## Begin Data records
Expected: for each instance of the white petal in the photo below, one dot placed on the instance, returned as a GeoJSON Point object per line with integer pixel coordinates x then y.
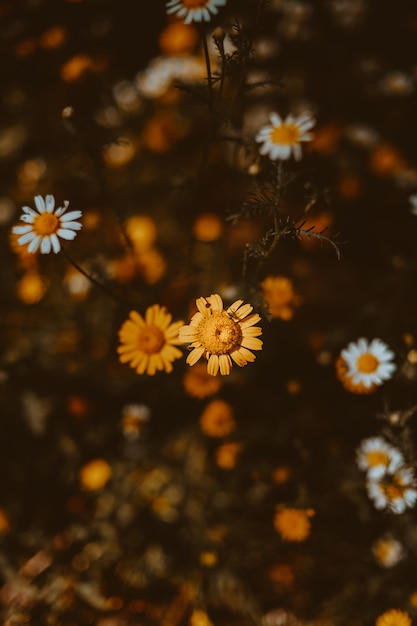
{"type": "Point", "coordinates": [66, 234]}
{"type": "Point", "coordinates": [34, 244]}
{"type": "Point", "coordinates": [72, 215]}
{"type": "Point", "coordinates": [26, 238]}
{"type": "Point", "coordinates": [56, 246]}
{"type": "Point", "coordinates": [50, 203]}
{"type": "Point", "coordinates": [21, 230]}
{"type": "Point", "coordinates": [40, 204]}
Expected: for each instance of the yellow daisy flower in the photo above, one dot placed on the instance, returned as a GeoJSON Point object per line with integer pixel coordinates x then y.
{"type": "Point", "coordinates": [149, 344]}
{"type": "Point", "coordinates": [222, 336]}
{"type": "Point", "coordinates": [393, 617]}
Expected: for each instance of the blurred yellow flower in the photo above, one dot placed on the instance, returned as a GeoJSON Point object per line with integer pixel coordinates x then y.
{"type": "Point", "coordinates": [293, 524]}
{"type": "Point", "coordinates": [95, 474]}
{"type": "Point", "coordinates": [198, 383]}
{"type": "Point", "coordinates": [200, 618]}
{"type": "Point", "coordinates": [394, 617]}
{"type": "Point", "coordinates": [31, 288]}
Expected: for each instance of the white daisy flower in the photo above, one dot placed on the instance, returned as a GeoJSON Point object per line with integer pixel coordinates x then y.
{"type": "Point", "coordinates": [375, 456]}
{"type": "Point", "coordinates": [394, 491]}
{"type": "Point", "coordinates": [194, 10]}
{"type": "Point", "coordinates": [281, 138]}
{"type": "Point", "coordinates": [45, 226]}
{"type": "Point", "coordinates": [388, 551]}
{"type": "Point", "coordinates": [367, 363]}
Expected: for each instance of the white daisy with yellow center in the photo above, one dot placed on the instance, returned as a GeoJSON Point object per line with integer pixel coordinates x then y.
{"type": "Point", "coordinates": [45, 226]}
{"type": "Point", "coordinates": [394, 490]}
{"type": "Point", "coordinates": [368, 363]}
{"type": "Point", "coordinates": [222, 336]}
{"type": "Point", "coordinates": [194, 10]}
{"type": "Point", "coordinates": [375, 456]}
{"type": "Point", "coordinates": [281, 138]}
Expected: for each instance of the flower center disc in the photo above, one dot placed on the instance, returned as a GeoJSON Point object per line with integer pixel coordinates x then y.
{"type": "Point", "coordinates": [377, 457]}
{"type": "Point", "coordinates": [150, 340]}
{"type": "Point", "coordinates": [45, 224]}
{"type": "Point", "coordinates": [394, 490]}
{"type": "Point", "coordinates": [367, 363]}
{"type": "Point", "coordinates": [193, 4]}
{"type": "Point", "coordinates": [220, 334]}
{"type": "Point", "coordinates": [286, 134]}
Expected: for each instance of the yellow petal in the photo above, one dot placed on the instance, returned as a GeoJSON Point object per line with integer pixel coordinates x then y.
{"type": "Point", "coordinates": [249, 356]}
{"type": "Point", "coordinates": [213, 365]}
{"type": "Point", "coordinates": [251, 342]}
{"type": "Point", "coordinates": [238, 358]}
{"type": "Point", "coordinates": [216, 302]}
{"type": "Point", "coordinates": [225, 364]}
{"type": "Point", "coordinates": [194, 355]}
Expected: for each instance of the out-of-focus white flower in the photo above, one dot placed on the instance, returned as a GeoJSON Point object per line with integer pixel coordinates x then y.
{"type": "Point", "coordinates": [44, 227]}
{"type": "Point", "coordinates": [393, 491]}
{"type": "Point", "coordinates": [194, 10]}
{"type": "Point", "coordinates": [368, 363]}
{"type": "Point", "coordinates": [281, 138]}
{"type": "Point", "coordinates": [375, 456]}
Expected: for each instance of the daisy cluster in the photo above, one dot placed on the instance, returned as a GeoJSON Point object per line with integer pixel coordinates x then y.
{"type": "Point", "coordinates": [390, 483]}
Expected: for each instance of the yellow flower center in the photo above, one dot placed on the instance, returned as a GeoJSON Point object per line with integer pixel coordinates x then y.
{"type": "Point", "coordinates": [192, 4]}
{"type": "Point", "coordinates": [377, 457]}
{"type": "Point", "coordinates": [219, 333]}
{"type": "Point", "coordinates": [394, 490]}
{"type": "Point", "coordinates": [367, 363]}
{"type": "Point", "coordinates": [286, 134]}
{"type": "Point", "coordinates": [150, 340]}
{"type": "Point", "coordinates": [45, 224]}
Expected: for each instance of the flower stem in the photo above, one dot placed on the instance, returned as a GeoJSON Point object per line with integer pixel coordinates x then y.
{"type": "Point", "coordinates": [209, 76]}
{"type": "Point", "coordinates": [91, 278]}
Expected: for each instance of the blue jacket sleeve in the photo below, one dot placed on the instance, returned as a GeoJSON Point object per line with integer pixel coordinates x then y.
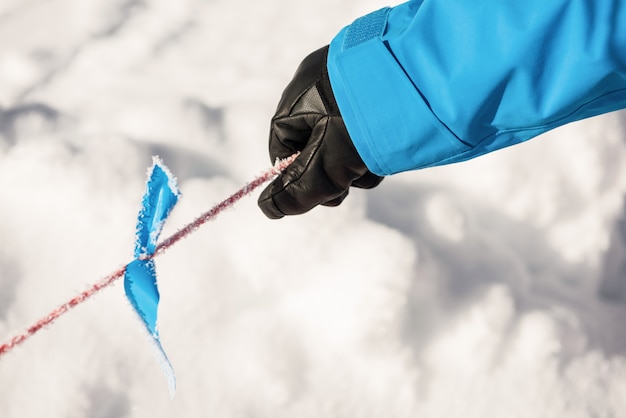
{"type": "Point", "coordinates": [434, 82]}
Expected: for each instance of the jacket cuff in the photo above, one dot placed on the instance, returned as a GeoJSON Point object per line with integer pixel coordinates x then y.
{"type": "Point", "coordinates": [390, 124]}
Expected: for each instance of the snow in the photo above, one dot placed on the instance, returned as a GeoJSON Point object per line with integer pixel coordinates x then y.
{"type": "Point", "coordinates": [485, 289]}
## End Data records
Set exercise:
Copy every one of the entries above word for word, leaving out the pictures.

Answer to the exercise:
Expected: for each instance of the white petal in the photo below, one dot placed on the instance, returned as a GeoJSON Point object per line with integer pixel coordinates x then y.
{"type": "Point", "coordinates": [66, 234]}
{"type": "Point", "coordinates": [34, 244]}
{"type": "Point", "coordinates": [72, 215]}
{"type": "Point", "coordinates": [26, 238]}
{"type": "Point", "coordinates": [56, 246]}
{"type": "Point", "coordinates": [50, 203]}
{"type": "Point", "coordinates": [21, 230]}
{"type": "Point", "coordinates": [40, 204]}
Expected: for each instance of the yellow daisy flower in the photo above, one dot placed on the instance, returned as a GeoJSON Point object per line with integer pixel coordinates x then y.
{"type": "Point", "coordinates": [149, 344]}
{"type": "Point", "coordinates": [222, 336]}
{"type": "Point", "coordinates": [393, 617]}
Expected: for each instance of the blurred yellow flower in the photo above, one dot placed on the instance, returned as a GeoJSON Point object per line with integer pixel coordinates x then y.
{"type": "Point", "coordinates": [293, 524]}
{"type": "Point", "coordinates": [95, 474]}
{"type": "Point", "coordinates": [198, 383]}
{"type": "Point", "coordinates": [200, 618]}
{"type": "Point", "coordinates": [394, 617]}
{"type": "Point", "coordinates": [31, 288]}
Expected: for each instance of the white daisy flower in the photo above, one dot placed on the instance, returned as a GeoJSON Point object per line with integer pixel coordinates x then y.
{"type": "Point", "coordinates": [375, 456]}
{"type": "Point", "coordinates": [394, 491]}
{"type": "Point", "coordinates": [194, 10]}
{"type": "Point", "coordinates": [281, 138]}
{"type": "Point", "coordinates": [45, 226]}
{"type": "Point", "coordinates": [388, 551]}
{"type": "Point", "coordinates": [367, 363]}
Expected: for each instance of the white daisy with yellow center in the photo above, one dot placed on the instance, returned as a GeoJSON Point object per line with integer pixel coordinates x then y.
{"type": "Point", "coordinates": [45, 226]}
{"type": "Point", "coordinates": [394, 490]}
{"type": "Point", "coordinates": [368, 363]}
{"type": "Point", "coordinates": [222, 336]}
{"type": "Point", "coordinates": [194, 10]}
{"type": "Point", "coordinates": [375, 456]}
{"type": "Point", "coordinates": [281, 138]}
Expected: for each instance of the flower center disc in the photo above, one dot placed on the instance, returned as a GeoJSON Point object per line with integer pixel coordinates x then y.
{"type": "Point", "coordinates": [377, 457]}
{"type": "Point", "coordinates": [150, 340]}
{"type": "Point", "coordinates": [45, 224]}
{"type": "Point", "coordinates": [394, 490]}
{"type": "Point", "coordinates": [367, 363]}
{"type": "Point", "coordinates": [193, 4]}
{"type": "Point", "coordinates": [220, 334]}
{"type": "Point", "coordinates": [286, 134]}
Expected: for each instance of the yellow petal in the photo above, one dot placed on the instance, returned as a GeoJSON Point object per line with integer pixel coordinates x then y.
{"type": "Point", "coordinates": [249, 356]}
{"type": "Point", "coordinates": [213, 365]}
{"type": "Point", "coordinates": [251, 342]}
{"type": "Point", "coordinates": [238, 358]}
{"type": "Point", "coordinates": [216, 302]}
{"type": "Point", "coordinates": [225, 364]}
{"type": "Point", "coordinates": [194, 355]}
Expected: for each instance of the out-of-focus white flower in the photo above, one dot placed on the instance, returned as a GeoJSON Point object per line with integer pixel coordinates x then y.
{"type": "Point", "coordinates": [44, 227]}
{"type": "Point", "coordinates": [393, 491]}
{"type": "Point", "coordinates": [194, 10]}
{"type": "Point", "coordinates": [368, 363]}
{"type": "Point", "coordinates": [281, 138]}
{"type": "Point", "coordinates": [375, 456]}
Expected: for each instance of the daisy cluster in the photo above, one dot placed on the instance, returned as a GeoJSON Point object per line with integer pixel coordinates x then y.
{"type": "Point", "coordinates": [390, 483]}
Expected: for each instance of the yellow flower center in the photo above, one dot placed on the instance, returned as a GeoJSON Point object per line with integer pixel coordinates x then y.
{"type": "Point", "coordinates": [192, 4]}
{"type": "Point", "coordinates": [377, 457]}
{"type": "Point", "coordinates": [219, 333]}
{"type": "Point", "coordinates": [394, 490]}
{"type": "Point", "coordinates": [367, 363]}
{"type": "Point", "coordinates": [286, 134]}
{"type": "Point", "coordinates": [150, 340]}
{"type": "Point", "coordinates": [45, 224]}
Expected: for each instance of the flower stem in the photo above, one dot placed on the instance, returned as a GeoJSON Point object per line with integer pixel coordinates x then y.
{"type": "Point", "coordinates": [209, 76]}
{"type": "Point", "coordinates": [91, 278]}
Expected: for each instance of the blue jacket sleeve in the photo below, one dot placed on the instance, returned as a GeoJSON Point object per line with integer pixel coordinates x then y.
{"type": "Point", "coordinates": [434, 82]}
Expected: for each instance of the jacket cuff in the photo above, one dot placed on the instance, returned as a GeoJSON Point object per line with integer pixel coordinates x then y.
{"type": "Point", "coordinates": [390, 124]}
Expected: for each instance of the snow in the photo above, one dot placed on the instance, returned as a GeoJSON Point object per line with integer pixel coordinates x then y.
{"type": "Point", "coordinates": [485, 289]}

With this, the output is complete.